:: Written exercise ::
Render the records below as a JSON list of strings, with one string for each line and any blank lines omitted.

* Start Records shown *

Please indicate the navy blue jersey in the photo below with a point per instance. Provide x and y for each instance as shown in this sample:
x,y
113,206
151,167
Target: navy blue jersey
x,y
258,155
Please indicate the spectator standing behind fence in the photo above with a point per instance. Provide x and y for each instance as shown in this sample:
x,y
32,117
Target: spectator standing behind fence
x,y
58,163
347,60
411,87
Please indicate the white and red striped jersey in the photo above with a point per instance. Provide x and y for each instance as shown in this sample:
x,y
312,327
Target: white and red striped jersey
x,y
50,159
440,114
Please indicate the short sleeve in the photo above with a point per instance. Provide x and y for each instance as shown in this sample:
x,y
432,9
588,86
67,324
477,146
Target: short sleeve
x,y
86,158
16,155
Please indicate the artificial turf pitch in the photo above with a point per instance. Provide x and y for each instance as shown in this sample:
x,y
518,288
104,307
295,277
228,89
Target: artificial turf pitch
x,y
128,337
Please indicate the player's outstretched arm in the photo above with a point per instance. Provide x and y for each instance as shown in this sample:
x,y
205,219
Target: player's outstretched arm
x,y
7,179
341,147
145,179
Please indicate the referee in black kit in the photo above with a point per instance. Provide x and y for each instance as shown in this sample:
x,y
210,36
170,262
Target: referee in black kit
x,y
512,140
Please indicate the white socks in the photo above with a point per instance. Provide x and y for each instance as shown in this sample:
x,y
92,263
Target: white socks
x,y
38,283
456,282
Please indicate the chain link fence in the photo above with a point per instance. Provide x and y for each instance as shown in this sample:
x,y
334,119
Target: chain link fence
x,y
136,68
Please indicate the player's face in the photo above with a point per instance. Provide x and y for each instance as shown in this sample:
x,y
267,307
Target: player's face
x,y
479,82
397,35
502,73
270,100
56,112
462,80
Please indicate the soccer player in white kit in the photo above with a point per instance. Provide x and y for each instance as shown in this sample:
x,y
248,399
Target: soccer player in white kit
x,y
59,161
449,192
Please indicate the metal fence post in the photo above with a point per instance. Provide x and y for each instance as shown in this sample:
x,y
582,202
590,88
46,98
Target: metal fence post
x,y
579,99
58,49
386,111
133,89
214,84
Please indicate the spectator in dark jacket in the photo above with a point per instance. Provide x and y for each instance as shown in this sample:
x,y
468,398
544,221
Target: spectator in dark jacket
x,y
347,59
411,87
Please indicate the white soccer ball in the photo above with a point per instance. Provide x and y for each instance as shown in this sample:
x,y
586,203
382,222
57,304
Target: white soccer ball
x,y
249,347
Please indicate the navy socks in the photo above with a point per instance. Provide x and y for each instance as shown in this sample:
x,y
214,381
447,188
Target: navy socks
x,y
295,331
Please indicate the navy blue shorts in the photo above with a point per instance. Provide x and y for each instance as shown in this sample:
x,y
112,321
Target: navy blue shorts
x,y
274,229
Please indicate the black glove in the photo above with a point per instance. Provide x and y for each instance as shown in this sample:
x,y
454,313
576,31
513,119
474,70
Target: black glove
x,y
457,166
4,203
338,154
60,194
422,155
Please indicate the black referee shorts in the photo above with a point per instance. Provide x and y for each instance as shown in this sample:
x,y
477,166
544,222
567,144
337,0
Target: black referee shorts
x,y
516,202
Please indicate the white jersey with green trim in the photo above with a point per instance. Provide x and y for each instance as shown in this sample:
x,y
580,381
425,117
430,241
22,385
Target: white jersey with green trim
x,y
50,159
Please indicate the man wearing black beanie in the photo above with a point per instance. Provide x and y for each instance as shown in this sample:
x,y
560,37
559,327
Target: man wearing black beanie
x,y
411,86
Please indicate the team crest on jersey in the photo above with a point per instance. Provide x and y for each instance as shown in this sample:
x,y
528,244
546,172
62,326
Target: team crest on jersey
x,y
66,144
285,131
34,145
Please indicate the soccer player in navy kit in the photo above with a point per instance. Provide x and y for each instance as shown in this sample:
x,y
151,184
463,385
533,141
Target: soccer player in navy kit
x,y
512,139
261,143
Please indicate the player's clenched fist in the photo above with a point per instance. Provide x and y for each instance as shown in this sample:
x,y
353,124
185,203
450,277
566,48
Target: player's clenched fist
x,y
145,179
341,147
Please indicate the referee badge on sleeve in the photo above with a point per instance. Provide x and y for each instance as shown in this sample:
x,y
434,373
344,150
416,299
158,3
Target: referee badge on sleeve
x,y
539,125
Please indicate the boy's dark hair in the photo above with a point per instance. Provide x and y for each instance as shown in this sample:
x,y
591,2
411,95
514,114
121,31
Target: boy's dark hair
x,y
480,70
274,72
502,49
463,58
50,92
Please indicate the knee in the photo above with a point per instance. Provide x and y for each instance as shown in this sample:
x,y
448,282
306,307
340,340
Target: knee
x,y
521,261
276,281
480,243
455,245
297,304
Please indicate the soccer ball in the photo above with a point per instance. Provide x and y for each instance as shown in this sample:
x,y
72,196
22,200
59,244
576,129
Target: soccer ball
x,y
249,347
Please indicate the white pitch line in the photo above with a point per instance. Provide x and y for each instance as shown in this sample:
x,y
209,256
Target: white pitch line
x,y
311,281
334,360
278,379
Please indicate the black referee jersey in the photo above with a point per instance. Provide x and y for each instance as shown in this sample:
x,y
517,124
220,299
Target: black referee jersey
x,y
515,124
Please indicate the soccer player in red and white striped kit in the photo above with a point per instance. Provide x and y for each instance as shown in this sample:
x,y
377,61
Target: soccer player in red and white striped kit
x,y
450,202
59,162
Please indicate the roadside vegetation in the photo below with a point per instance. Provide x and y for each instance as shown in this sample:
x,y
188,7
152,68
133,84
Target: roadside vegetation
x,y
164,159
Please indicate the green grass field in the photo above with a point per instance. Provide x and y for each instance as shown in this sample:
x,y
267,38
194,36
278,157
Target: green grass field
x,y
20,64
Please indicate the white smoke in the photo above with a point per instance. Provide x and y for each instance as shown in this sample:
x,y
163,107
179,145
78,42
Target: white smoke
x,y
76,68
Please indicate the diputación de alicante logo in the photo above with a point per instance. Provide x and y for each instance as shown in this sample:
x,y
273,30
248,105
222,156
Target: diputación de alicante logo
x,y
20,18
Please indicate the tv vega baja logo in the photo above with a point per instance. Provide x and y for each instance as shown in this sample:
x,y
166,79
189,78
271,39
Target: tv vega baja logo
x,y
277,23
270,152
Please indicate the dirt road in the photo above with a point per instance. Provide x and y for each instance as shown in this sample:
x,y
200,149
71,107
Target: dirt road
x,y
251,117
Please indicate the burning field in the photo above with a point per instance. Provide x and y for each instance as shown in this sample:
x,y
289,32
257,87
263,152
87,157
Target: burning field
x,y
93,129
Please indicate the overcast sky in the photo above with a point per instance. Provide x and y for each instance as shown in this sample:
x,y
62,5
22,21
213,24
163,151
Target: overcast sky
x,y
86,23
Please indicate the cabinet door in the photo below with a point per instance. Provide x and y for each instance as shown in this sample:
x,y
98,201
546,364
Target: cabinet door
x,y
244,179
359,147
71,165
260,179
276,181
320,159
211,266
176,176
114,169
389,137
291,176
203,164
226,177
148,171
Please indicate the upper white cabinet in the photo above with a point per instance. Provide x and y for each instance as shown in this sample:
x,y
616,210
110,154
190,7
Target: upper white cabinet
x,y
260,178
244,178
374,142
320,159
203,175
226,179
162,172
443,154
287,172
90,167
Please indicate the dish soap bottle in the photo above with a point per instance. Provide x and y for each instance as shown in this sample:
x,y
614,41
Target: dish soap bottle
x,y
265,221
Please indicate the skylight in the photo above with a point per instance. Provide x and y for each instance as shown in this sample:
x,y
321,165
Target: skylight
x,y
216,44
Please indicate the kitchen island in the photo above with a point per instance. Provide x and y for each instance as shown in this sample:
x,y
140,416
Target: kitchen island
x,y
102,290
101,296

* End Records shown *

:: Answer to this problem ::
[
  "Please indicate the navy blue jersey in the photo below with a point per instance. Provide x and y for each instance as shown in this sample:",
  "x,y",
  "113,206",
  "151,167",
  "Target: navy blue jersey",
  "x,y",
  "258,155",
  "Please indicate the spectator standing behind fence in the photo above with a point per instance. Provide x and y for each instance as shown in this sample:",
  "x,y",
  "32,117",
  "Target: spectator standing behind fence",
  "x,y",
  "58,163",
  "347,60",
  "411,87",
  "Please indicate the white and red striped jersey in the photo above with a point per instance. Provide x and y for each instance as shown in this sample:",
  "x,y",
  "312,327",
  "Target: white and red striped jersey",
  "x,y",
  "50,159",
  "440,114",
  "Please indicate the short sleeve in the photo above with a point per instance. Provide x and y for each instance as shown in this sample:",
  "x,y",
  "432,9",
  "588,86",
  "67,324",
  "477,146",
  "Target: short sleeve",
  "x,y",
  "86,158",
  "16,155",
  "Please indicate the artificial turf pitch in the photo above with a point per instance. Provide x and y for each instance as shown in this sample:",
  "x,y",
  "518,288",
  "104,307",
  "295,277",
  "228,89",
  "Target: artificial turf pitch",
  "x,y",
  "128,337",
  "Please indicate the player's outstretched arm in the photo above with a point per instance. Provide x and y for each instance as shown in this sample:",
  "x,y",
  "205,219",
  "Target: player's outstretched arm",
  "x,y",
  "7,179",
  "341,147",
  "145,179",
  "Please indicate the referee in black kit in the photo above with a point per instance. Provide x and y for each instance as shown in this sample:",
  "x,y",
  "210,36",
  "170,262",
  "Target: referee in black kit",
  "x,y",
  "512,140",
  "Please indicate the white socks in the photo above with a point per instance. Provide x and y for each instance as shown in this sample:",
  "x,y",
  "92,263",
  "Target: white socks",
  "x,y",
  "38,283",
  "456,282",
  "Please indicate the chain link fence in the photo above with a point per instance. Provide x and y for each instance as shown in this sample:",
  "x,y",
  "334,119",
  "Target: chain link fence",
  "x,y",
  "136,68",
  "Please indicate the player's face in the photo above with a point per instance. Provide x and y for each instance as shown in this sample:",
  "x,y",
  "267,307",
  "Target: player's face",
  "x,y",
  "479,82",
  "397,35",
  "502,73",
  "270,100",
  "56,112",
  "462,80",
  "Please indicate the soccer player in white kit in the photo above with a point per instance. Provide x and y for each instance as shown in this sample:",
  "x,y",
  "248,399",
  "Target: soccer player in white kit",
  "x,y",
  "59,161",
  "449,192",
  "Please indicate the metal fence post in the photo above with a point per instance. Provide x and y for each instance as shown in this sample:",
  "x,y",
  "582,202",
  "590,88",
  "46,98",
  "Target: metal fence post",
  "x,y",
  "579,99",
  "58,49",
  "386,111",
  "133,89",
  "214,84",
  "Please indicate the spectator in dark jacket in the photo above with a point per instance. Provide x and y for each instance as shown in this sample:",
  "x,y",
  "468,398",
  "544,221",
  "Target: spectator in dark jacket",
  "x,y",
  "347,59",
  "411,87",
  "Please indicate the white soccer ball in the photo above with a point per instance. Provide x and y for each instance as shown in this sample:",
  "x,y",
  "586,203",
  "382,222",
  "57,304",
  "Target: white soccer ball",
  "x,y",
  "249,347",
  "Please indicate the navy socks in the photo above with a point per instance. Provide x and y for each instance as shown in this sample:",
  "x,y",
  "214,381",
  "447,188",
  "Target: navy socks",
  "x,y",
  "295,331",
  "Please indicate the navy blue shorts in the photo above with a point per instance. Provide x and y for each instance as shown in this sample:",
  "x,y",
  "112,321",
  "Target: navy blue shorts",
  "x,y",
  "274,229",
  "Please indicate the black glove in the photo above with a point per instance. Provide x and y for each instance as shown in this sample:",
  "x,y",
  "454,313",
  "576,31",
  "513,119",
  "474,70",
  "Target: black glove",
  "x,y",
  "457,166",
  "4,203",
  "338,154",
  "60,194",
  "422,155",
  "Please indicate the black referee shorts in the photo above with a point per instance. Provide x and y for each instance as shown in this sample:",
  "x,y",
  "477,166",
  "544,222",
  "567,144",
  "337,0",
  "Target: black referee shorts",
  "x,y",
  "516,202",
  "Please indicate the white jersey with green trim in the photo above with a point per instance. Provide x and y for each instance as shown in this sample:",
  "x,y",
  "580,381",
  "425,117",
  "430,241",
  "22,385",
  "Target: white jersey with green trim",
  "x,y",
  "50,159",
  "Please indicate the man wearing black beanie in the photo above with a point per instance. Provide x and y for each instance as shown in this sample:",
  "x,y",
  "560,37",
  "559,327",
  "Target: man wearing black beanie",
  "x,y",
  "411,86",
  "Please indicate the team crest on jersey in the photo above with a point per instance. Provide x and y for each instance as shown in this sample:",
  "x,y",
  "528,244",
  "546,172",
  "62,326",
  "Target: team crest on jersey",
  "x,y",
  "66,144",
  "285,131",
  "34,145",
  "Please indicate the soccer player in navy kit in the photo above with a point per instance. Provide x and y for each instance as shown in this sample:",
  "x,y",
  "151,184",
  "463,385",
  "533,141",
  "Target: soccer player in navy kit",
  "x,y",
  "512,139",
  "261,143",
  "Please indicate the player's clenched fist in the photo above with a point per instance. Provide x and y for each instance as shown in this sample:",
  "x,y",
  "353,124",
  "185,203",
  "450,277",
  "566,48",
  "Target: player's clenched fist",
  "x,y",
  "145,179",
  "341,147",
  "Please indicate the referee badge on sleeve in the photo above with a point per instance. Provide x and y for each instance as shown in this sample:",
  "x,y",
  "434,373",
  "344,150",
  "416,299",
  "158,3",
  "Target: referee badge on sleeve",
  "x,y",
  "539,125",
  "Please indicate the boy's dark hair in the photo above with a point per instance. Provide x and y for each instance as shown in this sample:",
  "x,y",
  "591,2",
  "411,95",
  "514,114",
  "121,31",
  "Target: boy's dark hair",
  "x,y",
  "480,70",
  "274,72",
  "502,49",
  "463,58",
  "50,92",
  "Please indicate the knee in the photo above with a point per instance. Provide x and y for each instance as shown in this sample:",
  "x,y",
  "448,282",
  "306,307",
  "340,340",
  "Target: knee",
  "x,y",
  "521,261",
  "276,281",
  "480,243",
  "455,245",
  "297,304",
  "Please indicate the soccer ball in the photo above with a point per instance. Provide x and y for each instance as shown in this sample:",
  "x,y",
  "72,196",
  "22,200",
  "59,244",
  "576,129",
  "Target: soccer ball",
  "x,y",
  "249,347",
  "Please indicate the white pitch line in the photo above with a point per instance. Provide x and y for each instance as shown in this sample:",
  "x,y",
  "209,256",
  "Target: white pitch line",
  "x,y",
  "311,281",
  "334,360",
  "278,379",
  "Please indicate the black referee jersey in the photo above with a point per instance. Provide x and y for each instance as shown in this sample:",
  "x,y",
  "517,124",
  "220,299",
  "Target: black referee jersey",
  "x,y",
  "515,124",
  "Please indicate the soccer player in red and white striped kit in the photo above with a point per instance. Provide x and y for each instance as shown in this sample:",
  "x,y",
  "377,61",
  "Target: soccer player in red and white striped kit",
  "x,y",
  "450,202",
  "59,162",
  "Please indicate the roadside vegetation in the photo below with a point per instance. Provide x and y for each instance as shown in this sample:",
  "x,y",
  "188,7",
  "152,68",
  "133,84",
  "Target: roadside vegetation",
  "x,y",
  "164,159",
  "Please indicate the green grass field in the photo above with a point per instance. Provide x and y for each instance as shown in this sample:",
  "x,y",
  "267,38",
  "194,36",
  "278,157",
  "Target: green grass field",
  "x,y",
  "20,64",
  "Please indicate the white smoke in the photo above with a point per instance. Provide x and y for each instance as shown in this sample:",
  "x,y",
  "163,107",
  "179,145",
  "78,42",
  "Target: white smoke",
  "x,y",
  "76,68",
  "Please indicate the diputación de alicante logo in the photo above with a point per instance. Provide x and y for each instance as shown in this sample:",
  "x,y",
  "273,30",
  "248,105",
  "222,156",
  "Target: diputación de alicante logo",
  "x,y",
  "20,18",
  "Please indicate the tv vega baja logo in the photo above with a point per instance. Provide x and y for each instance as shown in this sample:",
  "x,y",
  "166,79",
  "189,78",
  "271,39",
  "Target: tv vega baja logo",
  "x,y",
  "277,23",
  "270,152",
  "Please indicate the dirt road in the photo above with a point per instance. Provide x and y for each instance as shown in this sample:",
  "x,y",
  "200,149",
  "71,107",
  "Target: dirt road",
  "x,y",
  "251,117",
  "Please indicate the burning field in the photo above with a point per instance. Provide x and y for each instance as shown in this sample:",
  "x,y",
  "289,32",
  "257,87",
  "263,152",
  "87,157",
  "Target: burning field",
  "x,y",
  "93,129",
  "Please indicate the overcast sky in the photo above with a point per instance. Provide x and y for each instance as shown in this sample:",
  "x,y",
  "62,5",
  "22,21",
  "213,24",
  "163,151",
  "Target: overcast sky",
  "x,y",
  "86,23",
  "Please indicate the cabinet door in the photo below with a point per instance. Provide x and y for each instance as shown in this sample:",
  "x,y",
  "98,201",
  "546,364",
  "Target: cabinet door",
  "x,y",
  "244,179",
  "359,147",
  "71,165",
  "260,179",
  "276,181",
  "320,159",
  "211,266",
  "176,176",
  "114,169",
  "389,137",
  "291,176",
  "203,164",
  "226,177",
  "148,171",
  "Please indicate the upper white cabinet in the photo above with a point per instance. Provide x and y for each instance as shown in this sample:",
  "x,y",
  "616,210",
  "110,154",
  "190,7",
  "Target: upper white cabinet",
  "x,y",
  "260,178",
  "244,178",
  "374,142",
  "320,159",
  "203,175",
  "226,179",
  "162,172",
  "443,154",
  "287,172",
  "90,167",
  "Please indicate the dish soap bottle in the photo above with a point per instance. Provide x and y for each instance as shown in this sample:",
  "x,y",
  "614,41",
  "Target: dish soap bottle",
  "x,y",
  "265,221",
  "Please indicate the skylight in the photo above with a point per instance. Provide x and y for each instance as shown in this sample:",
  "x,y",
  "321,165",
  "Target: skylight",
  "x,y",
  "216,44",
  "Please indicate the kitchen island in the photo above with a point per instance. Provide x and y for each instance as shown in this sample:",
  "x,y",
  "140,416",
  "Target: kitchen island",
  "x,y",
  "102,290",
  "101,296"
]